Break up the original integral into two parts, (i) from $0$ to $\pi/4$ and (ii) from $\pi/4$ to $\pi/2$. So our first integral is $$\int_{x=0}^{\pi/4} \frac{\sqrt{\sin x}}{\sqrt{\sin x}+\sqrt{\cos x}}\,dx.\tag{$1$} $$

For the second integral, make the change of variable $u=\pi/2-x$. Using the fact that $\sin x=\sin(\pi/2-u)=\cos u$ and $\cos x=\cos(\pi/2-u)=\sin u$, and the fact that $dx=-du$, we get after not much work $$\int_{u=\pi/4}^{0} -\frac{\sqrt{\cos u}}{\sqrt{\cos u}+\sqrt{\sin u}}\,du$$ Change the dummy variable of integration variable to the name $x$. Also, do the integration in the "right" order, $0$ to $\pi/4$. That changes the sign, so our second integral is equal to $$\int_{x=0}^{\pi/4} \frac{\sqrt{\cos x}}{\sqrt{\cos x}+\sqrt{\sin x}}\,dx.\tag{$2$}$$ Our original integral is the sum of the integrals $(1)$ and $(2)$. Add, and note the beautiful cancellation $\frac{\sqrt{\sin x}}{\sqrt{\sin x}+\sqrt{\cos x}}+ \frac{\sqrt{\cos x}}{\sqrt{\cos x}+\sqrt{\sin x}}=1$. Thus our original integral is equal to $$\int_0^{\pi/4}1\,dx.$$ This is trivial to compute: the answer is $\pi/4$.

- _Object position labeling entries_
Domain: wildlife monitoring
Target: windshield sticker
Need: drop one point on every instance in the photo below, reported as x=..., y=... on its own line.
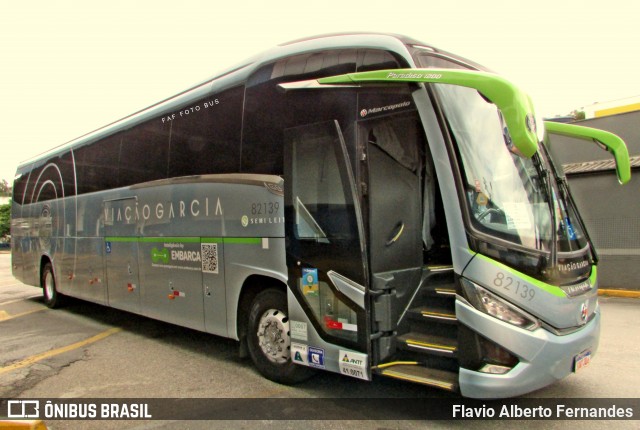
x=310, y=282
x=300, y=354
x=353, y=364
x=517, y=216
x=298, y=330
x=316, y=357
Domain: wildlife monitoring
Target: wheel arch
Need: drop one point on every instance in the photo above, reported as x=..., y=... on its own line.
x=44, y=259
x=251, y=287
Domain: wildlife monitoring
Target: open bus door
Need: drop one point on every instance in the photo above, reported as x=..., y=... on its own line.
x=326, y=258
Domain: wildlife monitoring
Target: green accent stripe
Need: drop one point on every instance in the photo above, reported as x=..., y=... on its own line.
x=551, y=289
x=211, y=240
x=243, y=240
x=230, y=240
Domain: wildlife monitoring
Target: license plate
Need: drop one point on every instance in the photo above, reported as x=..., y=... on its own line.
x=581, y=360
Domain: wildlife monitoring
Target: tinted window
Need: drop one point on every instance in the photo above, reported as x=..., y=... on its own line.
x=51, y=179
x=144, y=153
x=97, y=165
x=20, y=186
x=205, y=136
x=268, y=111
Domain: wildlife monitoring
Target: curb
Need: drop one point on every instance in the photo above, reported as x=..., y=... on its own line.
x=630, y=294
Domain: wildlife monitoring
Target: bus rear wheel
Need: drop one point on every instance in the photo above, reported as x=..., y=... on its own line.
x=269, y=339
x=52, y=298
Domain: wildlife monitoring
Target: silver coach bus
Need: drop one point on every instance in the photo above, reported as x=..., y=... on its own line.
x=364, y=204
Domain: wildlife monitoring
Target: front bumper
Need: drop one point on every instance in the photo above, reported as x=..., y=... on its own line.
x=544, y=357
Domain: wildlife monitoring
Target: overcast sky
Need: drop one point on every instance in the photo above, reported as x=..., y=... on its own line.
x=69, y=67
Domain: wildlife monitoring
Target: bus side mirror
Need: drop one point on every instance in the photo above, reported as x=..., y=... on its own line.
x=611, y=142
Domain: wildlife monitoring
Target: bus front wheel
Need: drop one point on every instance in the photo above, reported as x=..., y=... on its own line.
x=52, y=298
x=269, y=339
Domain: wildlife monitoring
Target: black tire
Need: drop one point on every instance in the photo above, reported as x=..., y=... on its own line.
x=271, y=349
x=52, y=298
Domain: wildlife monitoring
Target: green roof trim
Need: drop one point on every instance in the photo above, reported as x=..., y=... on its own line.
x=610, y=141
x=515, y=105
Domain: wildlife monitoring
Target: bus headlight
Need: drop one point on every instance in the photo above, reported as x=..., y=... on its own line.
x=491, y=304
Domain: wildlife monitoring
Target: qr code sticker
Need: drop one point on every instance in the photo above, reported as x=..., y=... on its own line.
x=209, y=257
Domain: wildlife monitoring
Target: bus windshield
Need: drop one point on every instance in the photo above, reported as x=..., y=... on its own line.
x=509, y=196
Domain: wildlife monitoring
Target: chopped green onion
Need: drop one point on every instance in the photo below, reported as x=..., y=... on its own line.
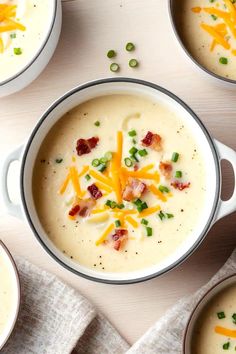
x=142, y=152
x=59, y=160
x=178, y=174
x=102, y=167
x=130, y=46
x=133, y=151
x=161, y=215
x=175, y=157
x=108, y=155
x=117, y=223
x=128, y=162
x=226, y=346
x=17, y=51
x=95, y=163
x=163, y=189
x=132, y=133
x=133, y=63
x=223, y=60
x=149, y=231
x=111, y=53
x=221, y=315
x=114, y=67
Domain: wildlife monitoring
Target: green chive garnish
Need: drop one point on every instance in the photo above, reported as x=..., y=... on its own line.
x=142, y=152
x=163, y=189
x=178, y=174
x=95, y=163
x=132, y=133
x=17, y=51
x=223, y=60
x=114, y=67
x=111, y=53
x=128, y=162
x=117, y=223
x=221, y=315
x=130, y=46
x=175, y=157
x=149, y=231
x=133, y=63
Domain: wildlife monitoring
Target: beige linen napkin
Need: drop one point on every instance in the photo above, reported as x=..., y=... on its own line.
x=55, y=319
x=166, y=336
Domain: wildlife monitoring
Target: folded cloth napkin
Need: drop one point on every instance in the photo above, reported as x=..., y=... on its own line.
x=55, y=319
x=166, y=336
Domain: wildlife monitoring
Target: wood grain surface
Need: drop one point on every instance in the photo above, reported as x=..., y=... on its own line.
x=90, y=28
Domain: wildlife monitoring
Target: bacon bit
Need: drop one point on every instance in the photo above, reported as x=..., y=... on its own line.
x=119, y=237
x=180, y=185
x=134, y=189
x=74, y=210
x=84, y=146
x=94, y=191
x=152, y=140
x=166, y=169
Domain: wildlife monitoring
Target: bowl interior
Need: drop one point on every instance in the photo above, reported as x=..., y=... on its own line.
x=200, y=307
x=108, y=87
x=15, y=286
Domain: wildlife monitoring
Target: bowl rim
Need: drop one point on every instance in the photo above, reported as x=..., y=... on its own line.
x=18, y=286
x=39, y=51
x=193, y=115
x=218, y=283
x=188, y=54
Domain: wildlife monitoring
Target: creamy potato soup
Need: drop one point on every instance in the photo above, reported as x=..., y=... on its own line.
x=24, y=25
x=7, y=292
x=215, y=331
x=119, y=183
x=208, y=29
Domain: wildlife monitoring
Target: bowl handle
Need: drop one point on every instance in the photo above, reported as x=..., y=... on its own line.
x=11, y=208
x=228, y=206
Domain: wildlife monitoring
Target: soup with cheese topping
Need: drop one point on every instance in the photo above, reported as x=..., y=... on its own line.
x=215, y=331
x=119, y=183
x=208, y=30
x=24, y=25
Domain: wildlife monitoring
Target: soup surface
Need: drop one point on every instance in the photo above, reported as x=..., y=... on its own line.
x=119, y=183
x=208, y=29
x=215, y=331
x=7, y=292
x=24, y=25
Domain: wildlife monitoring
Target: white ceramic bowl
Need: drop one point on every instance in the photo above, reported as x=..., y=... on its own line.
x=216, y=289
x=16, y=305
x=37, y=64
x=214, y=151
x=220, y=80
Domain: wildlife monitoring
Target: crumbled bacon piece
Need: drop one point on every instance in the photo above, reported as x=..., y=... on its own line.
x=94, y=191
x=166, y=169
x=74, y=210
x=133, y=190
x=84, y=146
x=180, y=185
x=152, y=140
x=119, y=237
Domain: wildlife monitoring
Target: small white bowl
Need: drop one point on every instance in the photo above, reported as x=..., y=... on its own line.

- _What you will do_
#1 In the integral solution, what change of variable is made for the second integral?
#2 Repeat the part of the integral solution that opens with the words "For the second" and closes with "answer is $\pi/4$.", swapping "beautiful" for "remarkable".

- _Solutions for each task_
#1 The change of variable u = π/2 − x.

#2
For the second integral, make the change of variable $u=\pi/2-x$. Using the fact that $\sin x=\sin(\pi/2-u)=\cos u$ and $\cos x=\cos(\pi/2-u)=\sin u$, and the fact that $dx=-du$, we get after not much work $$\int_{u=\pi/4}^{0} -\frac{\sqrt{\cos u}}{\sqrt{\cos u}+\sqrt{\sin u}}\,du$$ Change the dummy variable of integration variable to the name $x$. Also, do the integration in the "right" order, $0$ to $\pi/4$. That changes the sign, so our second integral is equal to $$\int_{x=0}^{\pi/4} \frac{\sqrt{\cos x}}{\sqrt{\cos x}+\sqrt{\sin x}}\,dx.\tag{$2$}$$ Our original integral is the sum of the integrals $(1)$ and $(2)$. Add, and note the remarkable cancellation $\frac{\sqrt{\sin x}}{\sqrt{\sin x}+\sqrt{\cos x}}+ \frac{\sqrt{\cos x}}{\sqrt{\cos x}+\sqrt{\sin x}}=1$. Thus our original integral is equal to $$\int_0^{\pi/4}1\,dx.$$ This is trivial to compute: the answer is $\pi/4$.